**TUGAS ANDA**. Terjemahkan ke dalam bahasa Inggris kalimat "Data dikumpulkan melalui pengamatan dan wawancara." dari abstrak tentang agresivitas anak.

Agresivitas Anak


 


Sumber data: http://psikologi-unissula.com/article/88565/agresivitas-anak--suatu-studi-kasus.html

Abstrak
 Penelitian ini bertujuan untuk menentukan bentuk-bentuk perilaku agresif anak di sekolah dan di rumah, serta untuk mengetahui penyebab perilaku agresif anak. Metode penelitian ini adalah studi kasus. Subjek penelitian adalah seorang anak laki-laki berusia enam tahun (A) yang berperilaku agresif. Data dikumpulkan melalui pengamatan dan wawancara. Pengamatan dilaukan di dalam maupun di luar ruang kelas. Wawancara dilakukan pada para guru, orang tua, serta pengasuh anak. Hasil penelitian mengungkapkan bahwa bentuk-bentuk perilaku subjek meliputi agresi verbal (mengumpat, mengejek, menjulurkan lidah) serta agresi non-verbal (memukul, menendang, dan mendorong). Faktor-faktor yang menjadi penyebab perilaku agresif pada subjek adalah pembelajaran, penguatan, serta pengalaman langsung.
 Kata kunci: agresi, anak


CHILD AGGRESSIVENESS
(A CASE STUDY)

**KUTIPAN DAFTAR**.
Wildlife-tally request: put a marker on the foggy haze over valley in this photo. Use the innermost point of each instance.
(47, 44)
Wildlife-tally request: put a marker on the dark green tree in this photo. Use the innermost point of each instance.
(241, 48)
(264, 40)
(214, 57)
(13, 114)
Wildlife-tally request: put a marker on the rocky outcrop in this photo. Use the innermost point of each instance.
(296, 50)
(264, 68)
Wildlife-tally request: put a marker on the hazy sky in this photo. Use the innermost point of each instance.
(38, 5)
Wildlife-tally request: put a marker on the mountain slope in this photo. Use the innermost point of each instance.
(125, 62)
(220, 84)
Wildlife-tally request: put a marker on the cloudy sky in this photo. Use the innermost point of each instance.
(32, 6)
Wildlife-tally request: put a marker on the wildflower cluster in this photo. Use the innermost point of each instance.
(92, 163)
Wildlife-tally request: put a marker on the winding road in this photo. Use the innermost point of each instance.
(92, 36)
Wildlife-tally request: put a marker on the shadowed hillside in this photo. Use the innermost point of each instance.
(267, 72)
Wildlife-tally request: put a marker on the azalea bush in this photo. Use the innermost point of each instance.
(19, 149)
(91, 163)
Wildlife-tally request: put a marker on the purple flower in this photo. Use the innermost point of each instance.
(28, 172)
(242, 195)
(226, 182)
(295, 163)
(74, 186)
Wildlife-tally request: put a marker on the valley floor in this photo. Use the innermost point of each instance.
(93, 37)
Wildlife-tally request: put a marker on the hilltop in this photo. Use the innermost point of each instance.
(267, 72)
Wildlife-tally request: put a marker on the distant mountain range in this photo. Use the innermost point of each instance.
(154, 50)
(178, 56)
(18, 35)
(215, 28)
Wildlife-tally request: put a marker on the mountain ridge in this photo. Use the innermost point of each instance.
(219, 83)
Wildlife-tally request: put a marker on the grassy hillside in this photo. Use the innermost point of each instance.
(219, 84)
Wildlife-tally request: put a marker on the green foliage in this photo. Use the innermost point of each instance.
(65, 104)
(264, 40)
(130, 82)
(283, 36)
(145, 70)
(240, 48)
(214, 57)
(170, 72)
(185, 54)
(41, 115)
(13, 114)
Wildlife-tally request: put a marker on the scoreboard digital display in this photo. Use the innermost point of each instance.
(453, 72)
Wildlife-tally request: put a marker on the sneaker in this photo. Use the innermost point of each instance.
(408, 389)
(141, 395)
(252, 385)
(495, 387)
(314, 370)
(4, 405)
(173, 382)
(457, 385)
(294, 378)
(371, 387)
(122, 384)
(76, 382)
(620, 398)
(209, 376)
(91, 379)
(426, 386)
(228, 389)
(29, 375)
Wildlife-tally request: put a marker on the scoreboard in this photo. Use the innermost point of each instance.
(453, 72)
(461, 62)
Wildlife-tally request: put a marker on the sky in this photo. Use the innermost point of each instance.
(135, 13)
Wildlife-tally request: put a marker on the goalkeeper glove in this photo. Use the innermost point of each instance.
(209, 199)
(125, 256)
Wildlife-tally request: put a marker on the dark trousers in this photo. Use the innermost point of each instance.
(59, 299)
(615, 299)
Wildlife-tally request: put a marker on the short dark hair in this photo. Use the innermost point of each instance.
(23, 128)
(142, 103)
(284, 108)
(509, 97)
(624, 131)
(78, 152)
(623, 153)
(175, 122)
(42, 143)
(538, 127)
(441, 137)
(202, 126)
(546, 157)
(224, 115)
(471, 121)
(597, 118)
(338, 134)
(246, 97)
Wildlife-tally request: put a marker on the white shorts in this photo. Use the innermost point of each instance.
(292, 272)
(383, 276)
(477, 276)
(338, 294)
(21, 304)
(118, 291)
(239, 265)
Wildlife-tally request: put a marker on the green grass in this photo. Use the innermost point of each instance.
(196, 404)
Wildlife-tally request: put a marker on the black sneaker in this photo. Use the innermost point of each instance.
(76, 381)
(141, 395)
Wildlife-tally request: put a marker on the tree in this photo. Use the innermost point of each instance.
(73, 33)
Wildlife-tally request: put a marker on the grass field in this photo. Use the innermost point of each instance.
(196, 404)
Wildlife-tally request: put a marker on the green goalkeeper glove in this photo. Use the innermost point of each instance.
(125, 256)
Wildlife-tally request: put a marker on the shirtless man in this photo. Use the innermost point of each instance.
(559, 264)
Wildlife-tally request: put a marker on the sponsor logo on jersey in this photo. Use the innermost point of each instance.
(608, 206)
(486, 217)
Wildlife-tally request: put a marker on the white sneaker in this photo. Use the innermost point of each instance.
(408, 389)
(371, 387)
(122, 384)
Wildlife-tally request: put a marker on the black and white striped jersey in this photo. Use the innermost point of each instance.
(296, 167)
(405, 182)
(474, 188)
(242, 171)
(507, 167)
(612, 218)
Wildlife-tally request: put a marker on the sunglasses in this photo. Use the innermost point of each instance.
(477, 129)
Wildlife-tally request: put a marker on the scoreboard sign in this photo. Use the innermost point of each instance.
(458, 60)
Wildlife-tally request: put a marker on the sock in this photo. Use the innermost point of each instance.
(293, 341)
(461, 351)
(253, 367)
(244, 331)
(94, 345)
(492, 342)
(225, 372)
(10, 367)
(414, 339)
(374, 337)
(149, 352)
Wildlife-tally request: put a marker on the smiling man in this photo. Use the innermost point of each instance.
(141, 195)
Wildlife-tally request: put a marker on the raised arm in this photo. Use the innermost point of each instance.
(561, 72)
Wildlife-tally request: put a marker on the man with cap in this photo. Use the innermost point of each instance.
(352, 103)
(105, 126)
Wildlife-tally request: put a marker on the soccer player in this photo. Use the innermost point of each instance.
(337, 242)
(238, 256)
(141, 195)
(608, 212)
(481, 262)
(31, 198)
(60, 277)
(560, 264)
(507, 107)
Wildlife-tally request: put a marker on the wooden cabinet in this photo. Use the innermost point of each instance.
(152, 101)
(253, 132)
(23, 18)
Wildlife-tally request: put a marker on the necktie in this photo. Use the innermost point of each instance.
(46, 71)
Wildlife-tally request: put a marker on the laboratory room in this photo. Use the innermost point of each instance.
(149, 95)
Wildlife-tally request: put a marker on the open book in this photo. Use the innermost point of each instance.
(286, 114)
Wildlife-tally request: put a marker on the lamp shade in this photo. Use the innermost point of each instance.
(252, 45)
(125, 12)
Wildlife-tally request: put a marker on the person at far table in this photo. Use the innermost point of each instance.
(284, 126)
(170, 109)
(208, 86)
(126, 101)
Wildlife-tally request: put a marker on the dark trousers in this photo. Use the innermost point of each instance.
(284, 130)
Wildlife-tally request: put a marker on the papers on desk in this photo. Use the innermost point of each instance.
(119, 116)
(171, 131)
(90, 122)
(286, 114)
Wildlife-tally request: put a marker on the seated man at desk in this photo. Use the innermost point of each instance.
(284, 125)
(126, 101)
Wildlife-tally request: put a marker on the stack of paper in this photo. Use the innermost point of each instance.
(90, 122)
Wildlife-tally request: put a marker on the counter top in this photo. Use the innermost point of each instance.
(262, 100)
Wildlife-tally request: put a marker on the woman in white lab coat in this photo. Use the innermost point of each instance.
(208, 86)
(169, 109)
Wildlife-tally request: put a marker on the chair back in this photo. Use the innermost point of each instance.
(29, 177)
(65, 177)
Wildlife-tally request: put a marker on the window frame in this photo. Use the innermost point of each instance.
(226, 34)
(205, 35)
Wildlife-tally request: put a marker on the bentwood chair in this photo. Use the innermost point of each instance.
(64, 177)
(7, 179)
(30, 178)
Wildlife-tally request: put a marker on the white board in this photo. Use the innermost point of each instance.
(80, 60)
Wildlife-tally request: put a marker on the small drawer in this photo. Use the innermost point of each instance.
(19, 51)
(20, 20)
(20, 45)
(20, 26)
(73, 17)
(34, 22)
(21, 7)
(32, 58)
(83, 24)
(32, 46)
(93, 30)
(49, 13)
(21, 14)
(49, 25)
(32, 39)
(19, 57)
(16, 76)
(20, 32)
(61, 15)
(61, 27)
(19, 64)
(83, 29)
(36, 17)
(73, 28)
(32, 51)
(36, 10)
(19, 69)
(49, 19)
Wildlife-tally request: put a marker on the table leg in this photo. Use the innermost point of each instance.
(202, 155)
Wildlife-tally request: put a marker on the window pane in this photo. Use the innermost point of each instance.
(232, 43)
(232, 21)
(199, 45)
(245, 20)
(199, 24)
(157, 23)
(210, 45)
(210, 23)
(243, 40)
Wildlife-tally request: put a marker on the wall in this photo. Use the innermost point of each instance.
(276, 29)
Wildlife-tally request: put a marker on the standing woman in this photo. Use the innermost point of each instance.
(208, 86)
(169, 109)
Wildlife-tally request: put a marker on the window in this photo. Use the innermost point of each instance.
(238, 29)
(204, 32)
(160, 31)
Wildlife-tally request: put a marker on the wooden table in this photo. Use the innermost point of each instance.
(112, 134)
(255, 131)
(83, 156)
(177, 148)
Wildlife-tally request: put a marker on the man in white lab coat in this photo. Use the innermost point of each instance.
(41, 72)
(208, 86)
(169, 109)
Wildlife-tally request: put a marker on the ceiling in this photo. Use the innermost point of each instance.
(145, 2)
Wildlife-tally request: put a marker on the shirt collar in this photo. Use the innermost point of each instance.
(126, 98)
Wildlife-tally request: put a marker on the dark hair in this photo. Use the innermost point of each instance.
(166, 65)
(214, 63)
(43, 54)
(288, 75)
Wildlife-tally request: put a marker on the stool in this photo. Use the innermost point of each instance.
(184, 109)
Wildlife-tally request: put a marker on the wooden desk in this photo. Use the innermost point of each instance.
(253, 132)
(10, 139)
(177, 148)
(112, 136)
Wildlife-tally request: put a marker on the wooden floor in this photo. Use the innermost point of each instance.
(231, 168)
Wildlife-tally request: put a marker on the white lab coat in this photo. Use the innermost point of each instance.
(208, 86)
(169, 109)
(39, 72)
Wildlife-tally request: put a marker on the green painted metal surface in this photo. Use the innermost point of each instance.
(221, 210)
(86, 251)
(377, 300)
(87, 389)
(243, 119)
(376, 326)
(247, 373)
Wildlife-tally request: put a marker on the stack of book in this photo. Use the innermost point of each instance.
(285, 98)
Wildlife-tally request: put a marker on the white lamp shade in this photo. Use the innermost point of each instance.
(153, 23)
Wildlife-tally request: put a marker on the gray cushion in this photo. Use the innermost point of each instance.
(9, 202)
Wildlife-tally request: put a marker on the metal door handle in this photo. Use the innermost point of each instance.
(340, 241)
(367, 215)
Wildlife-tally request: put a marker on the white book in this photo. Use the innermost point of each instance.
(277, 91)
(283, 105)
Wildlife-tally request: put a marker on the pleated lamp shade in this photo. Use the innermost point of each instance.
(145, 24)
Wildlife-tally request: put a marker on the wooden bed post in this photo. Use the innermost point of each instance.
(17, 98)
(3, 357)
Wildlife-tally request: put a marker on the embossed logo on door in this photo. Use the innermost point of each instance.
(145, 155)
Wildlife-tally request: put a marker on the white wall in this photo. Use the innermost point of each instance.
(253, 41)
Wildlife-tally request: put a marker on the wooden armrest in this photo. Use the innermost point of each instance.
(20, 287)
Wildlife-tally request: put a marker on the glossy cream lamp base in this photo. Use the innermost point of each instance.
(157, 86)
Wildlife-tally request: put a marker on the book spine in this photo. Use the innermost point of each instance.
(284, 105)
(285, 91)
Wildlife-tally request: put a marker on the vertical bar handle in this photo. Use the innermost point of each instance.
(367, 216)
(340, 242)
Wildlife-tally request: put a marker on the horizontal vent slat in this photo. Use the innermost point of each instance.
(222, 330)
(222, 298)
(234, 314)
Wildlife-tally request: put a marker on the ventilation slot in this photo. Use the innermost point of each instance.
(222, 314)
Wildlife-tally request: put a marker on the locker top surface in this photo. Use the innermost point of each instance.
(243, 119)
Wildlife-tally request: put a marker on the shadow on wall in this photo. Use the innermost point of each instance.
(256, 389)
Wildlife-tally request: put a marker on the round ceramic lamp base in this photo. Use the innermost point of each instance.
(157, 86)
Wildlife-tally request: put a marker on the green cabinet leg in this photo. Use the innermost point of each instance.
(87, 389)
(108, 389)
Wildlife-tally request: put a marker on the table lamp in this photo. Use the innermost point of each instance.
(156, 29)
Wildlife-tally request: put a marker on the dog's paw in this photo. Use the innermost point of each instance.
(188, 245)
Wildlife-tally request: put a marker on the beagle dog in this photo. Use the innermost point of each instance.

**HASIL TUGAS**. Data were collected through observation and interviews.